[Records to process]
↓↓↓

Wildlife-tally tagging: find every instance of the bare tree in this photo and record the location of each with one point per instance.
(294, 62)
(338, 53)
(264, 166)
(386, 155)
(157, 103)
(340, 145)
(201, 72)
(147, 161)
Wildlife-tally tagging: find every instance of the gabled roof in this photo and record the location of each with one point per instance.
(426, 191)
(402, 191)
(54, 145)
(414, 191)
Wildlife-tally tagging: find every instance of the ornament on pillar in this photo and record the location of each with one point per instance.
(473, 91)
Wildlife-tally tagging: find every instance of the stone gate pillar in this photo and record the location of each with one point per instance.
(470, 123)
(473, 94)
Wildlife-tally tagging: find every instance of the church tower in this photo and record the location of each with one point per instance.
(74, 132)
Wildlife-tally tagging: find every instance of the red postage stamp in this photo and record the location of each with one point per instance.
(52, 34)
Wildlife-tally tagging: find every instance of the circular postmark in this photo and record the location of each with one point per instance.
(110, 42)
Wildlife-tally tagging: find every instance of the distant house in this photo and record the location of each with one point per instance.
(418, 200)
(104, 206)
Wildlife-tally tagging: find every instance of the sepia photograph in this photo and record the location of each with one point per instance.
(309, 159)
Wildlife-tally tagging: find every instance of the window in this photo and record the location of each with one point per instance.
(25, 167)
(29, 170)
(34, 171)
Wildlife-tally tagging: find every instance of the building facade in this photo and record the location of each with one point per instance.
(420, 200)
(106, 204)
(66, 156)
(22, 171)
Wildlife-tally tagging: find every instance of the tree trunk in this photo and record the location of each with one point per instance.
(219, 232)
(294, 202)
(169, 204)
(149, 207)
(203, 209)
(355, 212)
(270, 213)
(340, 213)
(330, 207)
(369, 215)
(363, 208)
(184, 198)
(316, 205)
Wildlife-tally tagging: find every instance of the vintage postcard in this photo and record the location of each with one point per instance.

↑↑↑

[Task directions]
Set out exactly the run of lines that begins at the line holding "Wildlife-tally tagging: find every instance of the stone" and ends at the last line of the data.

[Solution]
Wildlife-tally tagging: find every instance of the stone gate pillar in this photo and record the location of each with one point per instance.
(470, 123)
(473, 94)
Wildlife-tally tagging: find every instance of the church tower in this photo and record the location of each with one point per instance.
(74, 132)
Wildlife-tally tagging: find every instance of the red postage stamp in this photo and record the location of each with one point per instance.
(52, 34)
Wildlife-tally tagging: find every instance of the circular postmark in this photo and record the location of each with one point per instance.
(110, 42)
Wildlife-tally tagging: find every instance of the distant house in this photo and record the location of each with one point per instance.
(418, 200)
(104, 206)
Wildlife-tally tagging: find every instance of the sepia photograph in this photo and record the location of each with one point per instance.
(309, 159)
Wildlife-tally tagging: find every instance of the window in this photo and record the location of each with one point per instance.
(25, 167)
(29, 170)
(34, 171)
Wildlife-tally tagging: find every instance of the building facade in this photo and record the location of each with one point per instance.
(420, 200)
(106, 204)
(66, 156)
(22, 171)
Wildlife-tally tagging: find every instance of the tree trunk in this photo and record the location of each with one point per instance.
(219, 232)
(294, 202)
(169, 204)
(149, 207)
(203, 209)
(355, 212)
(270, 213)
(340, 213)
(330, 207)
(369, 215)
(363, 208)
(184, 198)
(316, 205)
Wildlife-tally tagging: find every instance of the vintage postcard in this photo and record the location of each with one point per instance.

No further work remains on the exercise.